→ PROMPT
Return every line of the listing below verbatim, with nothing changed or left out.

(A data block)
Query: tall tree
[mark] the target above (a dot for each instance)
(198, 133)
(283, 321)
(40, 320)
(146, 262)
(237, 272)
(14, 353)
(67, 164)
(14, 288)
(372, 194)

→ TASK ANSWER
Query: tall tree
[mark] the target above (a dot for each instance)
(198, 133)
(283, 321)
(40, 320)
(146, 262)
(237, 272)
(14, 353)
(67, 164)
(14, 288)
(372, 194)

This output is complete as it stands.